## ОБЯЗАТЕЛЬНОЕ ЗАДАНИЕ 1
Сколько лет, согласно отрывку о польской революции, Хлопицкий жил в отставке тихо и в бедности?
## ОБЯЗАТЕЛЬНОЕ ЗАДАНИЕ 2
Подхватите отрывок о польской революции и продолжите его, начав сразу после последнего предложения.

## ПРЕДОСТАВЛЕННЫЙ ОТРЫВОК
▬▬▬▬▬▬▬▬▬▬

Франция всегда была великой, независимой монархией, она покровительствовала своим соседям и завоеванным странам. Польша же с незапамятных времен была под скипетром или покровительством какой-либо великой державы, и вопреки всем попыткам подражать Франции, все ее усилия приводили лишь к новым разделам и новому чужеземному господству. Но едва Франция шевельнется, как и Польша почитает своим долгом прийти в движение. Всегда обману-

Стр. 101

тая своим образцом для подражания, всегда рассчитывающая на поддержку, вечно отвергаемая и бессильная, Польша, без сомнения, ожидала французские войска и заранее полагалась на деньги, коими коварная подруга должна ссудить ее. Всегда неосмотрительная, Польша не принимала в расчет, что Франции, в тот момент возбужденной и раздираемой революционною гидрою, было не до помощи Польше в ее безрассудных проектах. Увидав, наконец, что предприятие, слишком обширное для одной Польши, провалилось без иностранной поддержки, главные делатели польской революции не погнушались прибегнуть к пошлой лжи и наполняли ею свои газеты, чтобы питать и, по возможности, усиливать возбуждение.

Неблагодарные, изменившие Монарху, который осыпал их милостями, они присвоили себе то, что принадлежало России, без стеснения завладели пушками и всеми военными припасами, наконец, повернули против русских орудия, которые Государь доверил их рукам для защиты от общих врагов. Но Господь уже готовил им тяжкую кару и вестники гнева Небесного уже появились в Варшаве: там не было согласия. Они обсуждали важный вопрос о войне, и мнения разделились.

Хлопицкий выступал против старого генерала Клицкого, покрытого ранами, поседевшего под знаменами Наполеона, возражал против неравной борьбы, безумного предприятия. Самые виновные хотели драться, самые умеренные желали договориться полюбовно. Якобинская партия поднимала зычный голос и, захватив неограниченную власть, хотела преобладать над мнениями. Аелевель домогался всевластия и для того охотно перешагнул бы чрез реки крови. Но Хлопицкий, тогда еще диктатор, арестовал его и закрыл якобинские клубы. Эта важная новость скоро дошла до нас, и можно себе представить впечатление, которое она произвела. Аелевель арестован!.. Разве два эти слова не заключают в себе панегирик Хлопицкому и не доказывают ясно, что он не был человеком, который поддержал бы мятеж? Многие поступки, украшающие жизнь этого человека, свидетельствуют о благородстве его чувств. Ветеран наполеоновских войск, герой дела при Памплоне [54], с образованием Царства Польского он пожелал служить под нашими знаменами, но вследствие некоторых частных неудовольствий по службе подал в отставку и жил тихо и в бедности в течение 16 мирных лет. Когда в Варшаве возникло опасное положение, он, будучи всеми уважаем, согласился подчиниться пожеланиям нации, но только в видах быть полезным истинному благу, а не революции. Он пользовался своею властью, чтобы отвратить соотечественников от погибели, к которой они стремились. Среди волнений и патриотического неистовства, он имел мужество являться в собраниях с лентою Св. Анны, которую никто, говорил он, не смог бы помешать ему носить. Он предложил пропустить Великого Князя и настаивал на этом вопреки мнению кн. Любецкого и прочих, которые склонялись к его задержанию. Наконец, он вызвал наше восхищение своими решительными действиями против Лелевеля.

▬▬▬▬▬▬▬▬▬▬

## ПРЕДОСТАВЛЕННЫЕ ДАННЫЕ

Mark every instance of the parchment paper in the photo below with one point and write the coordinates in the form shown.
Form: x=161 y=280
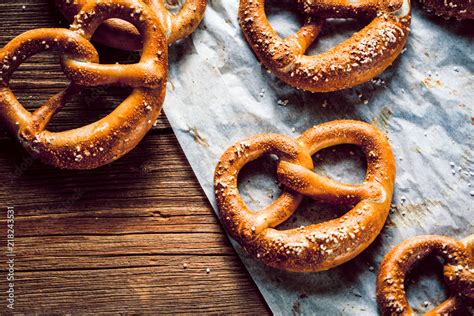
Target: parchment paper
x=219 y=94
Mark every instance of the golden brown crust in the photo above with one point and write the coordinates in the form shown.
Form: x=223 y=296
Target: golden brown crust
x=119 y=132
x=319 y=246
x=458 y=9
x=458 y=271
x=365 y=55
x=121 y=34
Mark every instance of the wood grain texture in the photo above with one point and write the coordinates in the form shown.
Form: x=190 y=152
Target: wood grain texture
x=115 y=239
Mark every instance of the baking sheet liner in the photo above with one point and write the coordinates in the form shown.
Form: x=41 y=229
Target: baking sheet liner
x=218 y=94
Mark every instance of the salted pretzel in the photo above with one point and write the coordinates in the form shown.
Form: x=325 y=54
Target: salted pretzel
x=318 y=246
x=360 y=58
x=123 y=35
x=114 y=135
x=458 y=9
x=458 y=259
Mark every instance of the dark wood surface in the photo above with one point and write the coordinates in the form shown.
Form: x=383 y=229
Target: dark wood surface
x=115 y=239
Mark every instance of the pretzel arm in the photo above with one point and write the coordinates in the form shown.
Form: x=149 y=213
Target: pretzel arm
x=322 y=188
x=134 y=75
x=306 y=35
x=348 y=8
x=187 y=19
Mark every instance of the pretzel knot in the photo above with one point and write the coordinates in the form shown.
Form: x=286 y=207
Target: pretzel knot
x=114 y=135
x=458 y=259
x=123 y=35
x=360 y=58
x=318 y=246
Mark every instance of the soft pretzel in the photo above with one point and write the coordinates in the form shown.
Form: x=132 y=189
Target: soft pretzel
x=123 y=35
x=319 y=246
x=114 y=135
x=458 y=9
x=458 y=271
x=365 y=55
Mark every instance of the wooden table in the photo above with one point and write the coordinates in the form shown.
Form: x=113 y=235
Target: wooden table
x=115 y=239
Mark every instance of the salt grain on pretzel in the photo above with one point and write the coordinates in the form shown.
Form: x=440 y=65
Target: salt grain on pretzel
x=123 y=35
x=319 y=246
x=357 y=60
x=458 y=272
x=114 y=135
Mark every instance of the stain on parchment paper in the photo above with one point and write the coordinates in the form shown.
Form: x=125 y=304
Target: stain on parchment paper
x=382 y=119
x=429 y=82
x=197 y=137
x=413 y=214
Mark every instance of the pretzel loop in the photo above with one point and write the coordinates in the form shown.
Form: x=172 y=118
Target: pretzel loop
x=365 y=55
x=124 y=35
x=112 y=136
x=319 y=246
x=149 y=72
x=458 y=259
x=233 y=160
x=21 y=48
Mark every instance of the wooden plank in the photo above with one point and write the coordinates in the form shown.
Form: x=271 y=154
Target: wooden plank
x=111 y=240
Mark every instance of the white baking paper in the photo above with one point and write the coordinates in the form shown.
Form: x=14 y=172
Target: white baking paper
x=219 y=93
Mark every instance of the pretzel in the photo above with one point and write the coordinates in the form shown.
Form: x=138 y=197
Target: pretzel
x=114 y=135
x=120 y=34
x=319 y=246
x=458 y=272
x=458 y=9
x=360 y=58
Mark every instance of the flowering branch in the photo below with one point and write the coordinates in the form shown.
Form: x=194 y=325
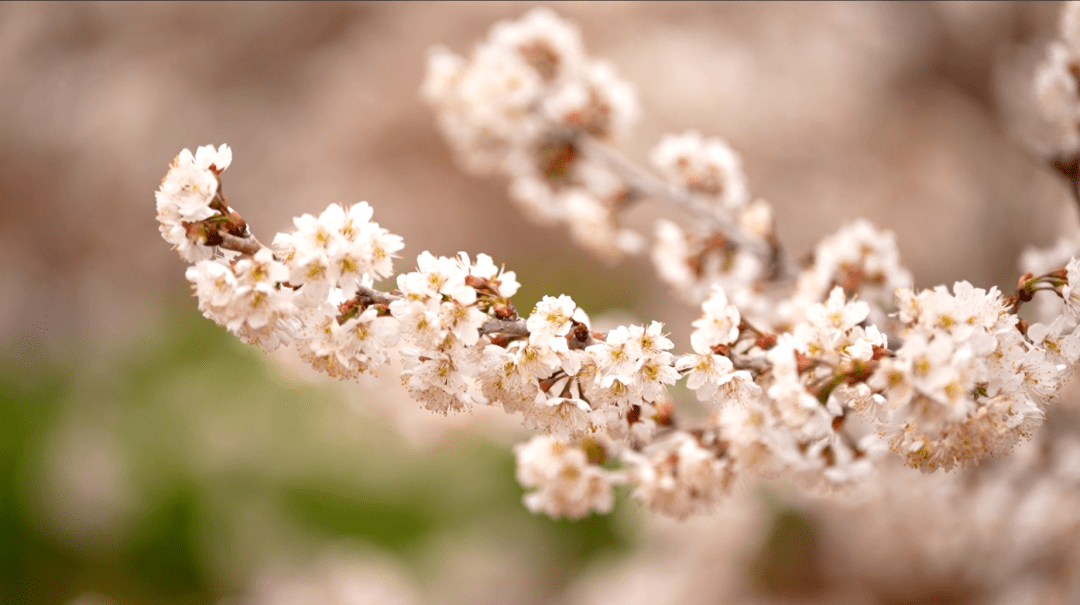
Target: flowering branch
x=782 y=355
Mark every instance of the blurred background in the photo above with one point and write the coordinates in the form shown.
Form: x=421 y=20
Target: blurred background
x=148 y=457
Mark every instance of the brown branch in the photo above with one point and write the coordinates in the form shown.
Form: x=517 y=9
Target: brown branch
x=646 y=183
x=503 y=326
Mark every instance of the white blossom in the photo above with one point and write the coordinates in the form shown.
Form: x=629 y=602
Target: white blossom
x=564 y=483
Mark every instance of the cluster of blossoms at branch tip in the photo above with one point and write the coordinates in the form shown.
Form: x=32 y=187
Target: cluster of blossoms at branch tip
x=808 y=373
x=521 y=106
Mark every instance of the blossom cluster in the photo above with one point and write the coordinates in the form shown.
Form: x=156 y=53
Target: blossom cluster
x=522 y=104
x=808 y=373
x=1057 y=84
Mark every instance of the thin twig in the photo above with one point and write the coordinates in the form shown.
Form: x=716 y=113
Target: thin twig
x=649 y=184
x=246 y=245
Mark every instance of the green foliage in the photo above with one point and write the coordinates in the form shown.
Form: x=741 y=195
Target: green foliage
x=205 y=431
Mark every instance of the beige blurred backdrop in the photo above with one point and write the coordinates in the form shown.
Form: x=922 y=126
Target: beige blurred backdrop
x=916 y=116
x=904 y=113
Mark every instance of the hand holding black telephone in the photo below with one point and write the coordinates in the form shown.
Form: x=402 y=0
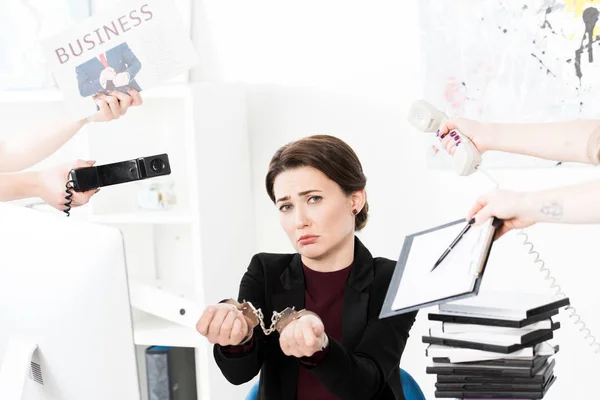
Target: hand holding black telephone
x=84 y=179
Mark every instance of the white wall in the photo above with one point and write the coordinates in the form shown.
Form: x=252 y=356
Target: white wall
x=351 y=70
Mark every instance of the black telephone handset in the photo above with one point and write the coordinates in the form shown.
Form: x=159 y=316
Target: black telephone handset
x=89 y=178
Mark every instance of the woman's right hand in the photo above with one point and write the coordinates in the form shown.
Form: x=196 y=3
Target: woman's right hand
x=223 y=324
x=476 y=131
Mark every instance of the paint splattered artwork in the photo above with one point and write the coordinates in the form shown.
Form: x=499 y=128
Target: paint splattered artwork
x=512 y=60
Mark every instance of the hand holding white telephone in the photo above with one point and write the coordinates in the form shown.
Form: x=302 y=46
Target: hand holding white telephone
x=467 y=159
x=427 y=118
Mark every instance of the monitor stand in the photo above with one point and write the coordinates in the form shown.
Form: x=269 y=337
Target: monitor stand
x=20 y=375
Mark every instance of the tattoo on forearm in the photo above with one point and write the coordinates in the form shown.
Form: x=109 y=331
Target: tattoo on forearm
x=552 y=209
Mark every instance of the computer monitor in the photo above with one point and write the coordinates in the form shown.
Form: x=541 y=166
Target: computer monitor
x=66 y=330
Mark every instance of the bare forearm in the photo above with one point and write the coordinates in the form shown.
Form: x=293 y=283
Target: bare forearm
x=25 y=150
x=573 y=141
x=576 y=204
x=18 y=186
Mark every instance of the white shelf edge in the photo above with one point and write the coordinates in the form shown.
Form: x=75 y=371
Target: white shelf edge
x=154 y=331
x=150 y=217
x=175 y=90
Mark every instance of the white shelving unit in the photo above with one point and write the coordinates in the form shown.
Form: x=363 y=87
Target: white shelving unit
x=164 y=246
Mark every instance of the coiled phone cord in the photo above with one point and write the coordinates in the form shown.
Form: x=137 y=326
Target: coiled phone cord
x=558 y=292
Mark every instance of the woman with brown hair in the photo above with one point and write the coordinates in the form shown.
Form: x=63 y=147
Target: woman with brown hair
x=327 y=340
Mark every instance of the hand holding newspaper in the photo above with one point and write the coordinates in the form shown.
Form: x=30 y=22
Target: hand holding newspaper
x=134 y=44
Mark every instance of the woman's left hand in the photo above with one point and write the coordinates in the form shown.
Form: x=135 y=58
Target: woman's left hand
x=303 y=337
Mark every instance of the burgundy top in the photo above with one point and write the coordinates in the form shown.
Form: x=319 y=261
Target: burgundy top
x=324 y=295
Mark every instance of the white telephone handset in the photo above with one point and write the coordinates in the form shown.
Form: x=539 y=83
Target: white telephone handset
x=427 y=118
x=467 y=159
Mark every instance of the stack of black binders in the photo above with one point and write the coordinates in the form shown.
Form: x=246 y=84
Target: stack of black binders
x=494 y=346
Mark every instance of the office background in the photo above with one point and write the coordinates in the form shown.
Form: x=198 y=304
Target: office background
x=285 y=70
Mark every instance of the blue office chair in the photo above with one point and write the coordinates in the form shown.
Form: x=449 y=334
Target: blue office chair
x=412 y=391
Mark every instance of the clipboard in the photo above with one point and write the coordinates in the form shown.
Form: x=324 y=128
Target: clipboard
x=414 y=286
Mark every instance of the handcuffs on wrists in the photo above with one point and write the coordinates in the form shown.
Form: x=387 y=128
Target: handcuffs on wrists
x=279 y=320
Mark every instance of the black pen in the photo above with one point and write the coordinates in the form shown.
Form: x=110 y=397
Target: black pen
x=454 y=242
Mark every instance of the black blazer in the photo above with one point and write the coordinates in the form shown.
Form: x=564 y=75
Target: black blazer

▬▬▬▬▬▬▬▬▬▬

## ПИСЬМЕННЫЙ ОТВЕТ 1
Хлопицкий жил тихо и в бедности в течение 16 мирных лет.

## ПИСЬМЕННЫЙ ОТВЕТ 2
Великий Князь был в восторге, и это событие вернуло ему доброе расположение духа. Он собрал нас, чтобы провести вечер вместе, и не скрывал своей радости. Ради забавы он даже попросил Овандера [55] записать ноты польского национального марша, и по его просьбе княгиня сыграла оный на фортепьяно, что стояло в гостиной. И в самом деле, было бы, чему радоваться, ежели бы судьба была милостива ко Хлопицкому. Великий Князь спросил меня: «Ну, что вы на

Стр. 102

это скажете? — Это прекрасно, Ваше Высочество, но Хлопицкий играет с огнем». Великий Князь задумался, казалось, он также опасался дурного исхода столь смелого поступка. В самом деле, мы радовались недолго. Вследствие возрастающей силы якобинской партии, а вернее, Промыслом Божиим, Своим перстом указующим бедствия, к которым влеклась Польша, мятежная партия взяла верх, и сам диктатор был арестован, судим и приговорен (о чем противно и писать) к виселице! Такова была путаница в головах поляков, что они приняли человека, которого только что возносили до небес, не могши не отдать ему справедливую дань уважения, за злодея, опасного и для них, и для общего дела. Но раздались возмущенные голоса, и Хлопицкий был спасен от постыдной казни. Обвиненный в измене и в желании избежать войны лишь из чувства предпочтения пред страною, поработившей Польшу, он отвечал, что если бы поляки вдруг подверглись нападению, то он просился бы стать в их ряды, чтобы доказать, что умеет драться, как они, но тем не менее протестует против войны с Россией.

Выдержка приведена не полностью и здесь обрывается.